> Objective:
Copy out word for word the part of the entries below that opens with the line containing "of the fork" and closes with the last line of the entries.

> Material supplied:
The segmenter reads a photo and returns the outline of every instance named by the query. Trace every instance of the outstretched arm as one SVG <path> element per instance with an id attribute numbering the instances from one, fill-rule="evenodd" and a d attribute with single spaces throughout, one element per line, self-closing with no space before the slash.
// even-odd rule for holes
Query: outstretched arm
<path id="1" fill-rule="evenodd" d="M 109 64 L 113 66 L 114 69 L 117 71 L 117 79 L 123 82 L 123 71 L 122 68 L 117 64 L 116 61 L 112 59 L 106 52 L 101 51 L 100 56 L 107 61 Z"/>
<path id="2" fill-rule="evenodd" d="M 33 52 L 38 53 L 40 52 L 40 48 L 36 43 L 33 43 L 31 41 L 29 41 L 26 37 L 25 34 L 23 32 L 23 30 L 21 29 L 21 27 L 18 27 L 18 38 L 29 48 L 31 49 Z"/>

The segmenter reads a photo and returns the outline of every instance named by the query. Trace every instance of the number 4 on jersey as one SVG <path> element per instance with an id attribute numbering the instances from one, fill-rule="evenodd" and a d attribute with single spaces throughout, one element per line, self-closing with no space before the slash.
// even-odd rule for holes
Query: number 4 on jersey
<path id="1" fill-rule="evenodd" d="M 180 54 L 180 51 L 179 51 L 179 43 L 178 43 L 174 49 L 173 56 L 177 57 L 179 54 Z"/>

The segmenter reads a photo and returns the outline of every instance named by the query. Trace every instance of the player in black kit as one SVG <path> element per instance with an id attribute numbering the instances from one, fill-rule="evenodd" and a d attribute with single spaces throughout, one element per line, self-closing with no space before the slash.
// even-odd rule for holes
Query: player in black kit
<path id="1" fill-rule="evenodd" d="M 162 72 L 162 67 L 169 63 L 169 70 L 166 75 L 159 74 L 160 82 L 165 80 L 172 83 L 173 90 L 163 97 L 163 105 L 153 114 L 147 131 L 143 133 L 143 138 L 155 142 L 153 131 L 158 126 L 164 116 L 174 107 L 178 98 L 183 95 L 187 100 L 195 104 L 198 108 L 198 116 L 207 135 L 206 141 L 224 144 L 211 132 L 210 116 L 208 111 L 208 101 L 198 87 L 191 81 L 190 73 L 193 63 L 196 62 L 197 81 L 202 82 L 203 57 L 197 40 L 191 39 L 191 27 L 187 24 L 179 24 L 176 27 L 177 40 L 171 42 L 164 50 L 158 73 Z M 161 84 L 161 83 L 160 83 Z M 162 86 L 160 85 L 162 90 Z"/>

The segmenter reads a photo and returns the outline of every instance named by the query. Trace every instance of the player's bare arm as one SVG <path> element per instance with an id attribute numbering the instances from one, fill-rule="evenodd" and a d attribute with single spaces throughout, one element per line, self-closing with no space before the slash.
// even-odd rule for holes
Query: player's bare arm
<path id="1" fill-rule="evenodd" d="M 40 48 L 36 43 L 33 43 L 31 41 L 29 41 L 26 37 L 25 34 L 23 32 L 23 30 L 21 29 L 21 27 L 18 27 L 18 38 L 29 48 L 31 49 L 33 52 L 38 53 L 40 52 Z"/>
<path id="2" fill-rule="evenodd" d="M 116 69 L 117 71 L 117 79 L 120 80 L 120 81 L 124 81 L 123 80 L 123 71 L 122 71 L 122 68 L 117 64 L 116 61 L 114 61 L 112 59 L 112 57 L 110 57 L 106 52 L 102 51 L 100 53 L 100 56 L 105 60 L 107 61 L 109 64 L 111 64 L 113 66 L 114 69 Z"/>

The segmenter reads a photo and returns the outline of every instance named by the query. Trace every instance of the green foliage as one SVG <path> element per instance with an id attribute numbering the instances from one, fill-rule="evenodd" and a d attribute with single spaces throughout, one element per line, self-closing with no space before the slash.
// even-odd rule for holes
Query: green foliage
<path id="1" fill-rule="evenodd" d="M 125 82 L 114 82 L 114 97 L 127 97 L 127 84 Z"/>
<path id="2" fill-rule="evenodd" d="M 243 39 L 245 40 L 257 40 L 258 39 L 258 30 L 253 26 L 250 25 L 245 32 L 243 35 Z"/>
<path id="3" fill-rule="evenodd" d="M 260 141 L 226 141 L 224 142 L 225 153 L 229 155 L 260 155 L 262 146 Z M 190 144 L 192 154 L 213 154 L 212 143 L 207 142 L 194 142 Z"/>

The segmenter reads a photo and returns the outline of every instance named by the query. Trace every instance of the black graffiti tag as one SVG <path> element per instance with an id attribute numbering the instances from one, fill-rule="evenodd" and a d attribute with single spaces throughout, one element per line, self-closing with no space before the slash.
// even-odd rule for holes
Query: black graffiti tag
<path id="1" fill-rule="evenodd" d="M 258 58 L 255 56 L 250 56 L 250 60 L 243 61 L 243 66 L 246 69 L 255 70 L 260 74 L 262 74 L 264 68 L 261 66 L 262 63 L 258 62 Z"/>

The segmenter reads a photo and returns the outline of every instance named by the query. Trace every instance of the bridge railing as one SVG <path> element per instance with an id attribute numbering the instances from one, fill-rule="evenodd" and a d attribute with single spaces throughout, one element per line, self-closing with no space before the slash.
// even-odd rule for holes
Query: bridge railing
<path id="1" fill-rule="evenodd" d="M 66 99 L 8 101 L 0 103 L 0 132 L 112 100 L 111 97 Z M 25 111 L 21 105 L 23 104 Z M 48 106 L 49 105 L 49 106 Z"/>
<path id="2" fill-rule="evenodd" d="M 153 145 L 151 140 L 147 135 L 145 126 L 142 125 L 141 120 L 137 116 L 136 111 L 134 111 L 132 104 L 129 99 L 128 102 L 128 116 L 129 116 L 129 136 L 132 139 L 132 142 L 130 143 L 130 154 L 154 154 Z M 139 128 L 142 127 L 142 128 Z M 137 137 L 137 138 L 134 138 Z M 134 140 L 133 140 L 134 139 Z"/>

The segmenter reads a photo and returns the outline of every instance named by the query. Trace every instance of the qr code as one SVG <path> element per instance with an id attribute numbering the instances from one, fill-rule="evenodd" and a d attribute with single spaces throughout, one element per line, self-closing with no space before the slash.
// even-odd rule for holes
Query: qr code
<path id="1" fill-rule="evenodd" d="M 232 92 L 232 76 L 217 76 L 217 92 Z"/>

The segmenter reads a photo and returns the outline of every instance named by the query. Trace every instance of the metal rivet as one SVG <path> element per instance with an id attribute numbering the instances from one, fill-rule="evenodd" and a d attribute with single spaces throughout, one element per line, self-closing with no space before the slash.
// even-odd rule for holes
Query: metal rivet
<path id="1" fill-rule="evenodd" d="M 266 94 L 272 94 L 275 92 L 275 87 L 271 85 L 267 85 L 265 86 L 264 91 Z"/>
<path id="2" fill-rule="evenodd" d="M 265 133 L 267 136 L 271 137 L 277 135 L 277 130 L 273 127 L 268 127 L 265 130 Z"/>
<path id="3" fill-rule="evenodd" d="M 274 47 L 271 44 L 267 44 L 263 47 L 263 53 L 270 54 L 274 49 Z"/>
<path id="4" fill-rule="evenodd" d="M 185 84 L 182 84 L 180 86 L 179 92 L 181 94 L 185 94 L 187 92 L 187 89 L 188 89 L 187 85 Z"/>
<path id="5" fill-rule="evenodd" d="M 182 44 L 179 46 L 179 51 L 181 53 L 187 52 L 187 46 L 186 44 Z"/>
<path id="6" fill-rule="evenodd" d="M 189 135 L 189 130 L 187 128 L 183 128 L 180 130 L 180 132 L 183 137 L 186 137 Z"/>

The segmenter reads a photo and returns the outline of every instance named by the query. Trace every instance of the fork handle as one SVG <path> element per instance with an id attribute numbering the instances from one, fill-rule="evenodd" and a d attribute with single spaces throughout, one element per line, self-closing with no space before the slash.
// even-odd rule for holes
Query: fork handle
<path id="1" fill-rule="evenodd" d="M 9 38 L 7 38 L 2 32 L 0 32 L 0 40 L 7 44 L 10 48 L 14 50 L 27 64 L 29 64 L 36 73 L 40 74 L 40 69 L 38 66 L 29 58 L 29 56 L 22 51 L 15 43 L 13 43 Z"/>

> Complete output:
The segmenter reads a photo and returns the outline of every instance named by the query. Trace every instance of the fork handle as one SVG <path> element per instance with an id attribute numbering the instances from one, fill-rule="evenodd" and a d attribute with single spaces throughout, one element per line, self-closing with no space before the slash.
// even-odd rule for holes
Query: fork handle
<path id="1" fill-rule="evenodd" d="M 9 38 L 7 38 L 2 32 L 0 32 L 0 40 L 7 44 L 10 48 L 14 50 L 27 64 L 29 64 L 36 73 L 40 74 L 40 69 L 38 66 L 29 58 L 29 56 L 22 51 L 15 43 L 13 43 Z"/>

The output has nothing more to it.